• **Instructions for the task**
Please pull out every line in the records below that contains the word "outline". Case counts.

(Boundary annotation records)

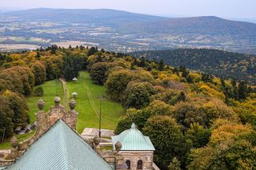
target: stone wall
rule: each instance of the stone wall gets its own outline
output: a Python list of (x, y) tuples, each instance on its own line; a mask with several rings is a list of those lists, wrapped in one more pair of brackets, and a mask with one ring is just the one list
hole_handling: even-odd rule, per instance
[(130, 169), (137, 170), (138, 160), (142, 160), (143, 170), (153, 169), (153, 151), (120, 151), (125, 162), (130, 161)]

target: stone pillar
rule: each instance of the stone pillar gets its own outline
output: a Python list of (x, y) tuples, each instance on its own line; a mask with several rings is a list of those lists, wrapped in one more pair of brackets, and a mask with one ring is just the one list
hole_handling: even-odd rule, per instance
[(101, 139), (98, 136), (95, 136), (94, 138), (94, 149), (98, 153), (100, 153), (100, 148), (101, 148), (99, 146), (100, 143), (101, 143)]
[(37, 134), (36, 136), (38, 136), (42, 135), (44, 132), (46, 132), (49, 127), (47, 123), (47, 116), (46, 113), (42, 110), (45, 105), (45, 102), (41, 98), (38, 102), (38, 107), (39, 111), (35, 113), (36, 121), (37, 121)]
[(127, 169), (128, 167), (125, 162), (125, 160), (123, 159), (123, 156), (122, 156), (122, 154), (120, 153), (120, 150), (122, 148), (122, 144), (120, 141), (117, 141), (117, 143), (115, 143), (114, 144), (114, 148), (115, 150), (117, 151), (115, 152), (115, 167), (116, 169), (118, 170), (124, 170), (124, 169)]
[(10, 153), (7, 156), (6, 160), (15, 160), (18, 157), (18, 139), (16, 136), (13, 136), (10, 140), (11, 148)]
[(76, 131), (78, 113), (74, 110), (77, 102), (74, 98), (70, 101), (69, 105), (70, 111), (64, 116), (63, 119), (70, 128)]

• **Task output**
rule: each instance of the stone wall gets its own outline
rule: each instance of the stone pillar gets its own outline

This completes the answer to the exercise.